◆ ROWS ◆
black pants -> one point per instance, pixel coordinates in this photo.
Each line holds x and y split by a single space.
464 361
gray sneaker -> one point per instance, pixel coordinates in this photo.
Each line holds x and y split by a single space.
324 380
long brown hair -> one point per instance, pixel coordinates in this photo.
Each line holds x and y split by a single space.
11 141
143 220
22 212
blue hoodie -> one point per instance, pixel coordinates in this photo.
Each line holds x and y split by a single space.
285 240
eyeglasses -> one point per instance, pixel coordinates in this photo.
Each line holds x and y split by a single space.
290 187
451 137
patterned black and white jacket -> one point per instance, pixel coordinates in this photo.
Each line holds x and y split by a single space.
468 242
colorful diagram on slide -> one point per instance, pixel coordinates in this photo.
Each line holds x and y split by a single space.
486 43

◆ TASK DETAILS ◆
Write out every line above again, requests included, and add 17 to each x and y coordinate in the answers.

◆ THE OUTPUT ◆
black pants -> one point per instance, pixel coordinates in this photo.
Each line holds x and y split by a single space.
481 378
gray sneaker -> one point per instance, pixel coordinates in this photo.
Each line holds x and y split by a single space.
341 397
long brown hair -> one point per instance, pixel coordinates in this photo.
Each line holds x and y split by a single space.
28 158
160 237
39 229
blue hoodie -> one point per instance, pixel coordinates in this photo.
Each line holds x and y split by a single space.
302 257
eyeglasses -> one point per instance, pixel coordinates in this photo.
Each line holds x and y split by a single space.
307 204
468 154
patterned black and white jacket -> one point per instance, pixel coordinates in this photo.
Each line holds x and y split by a single space.
485 259
colorful diagram on slide -> one point per instance, pixel coordinates in this photo.
Each line holds x and y split by a single space.
503 60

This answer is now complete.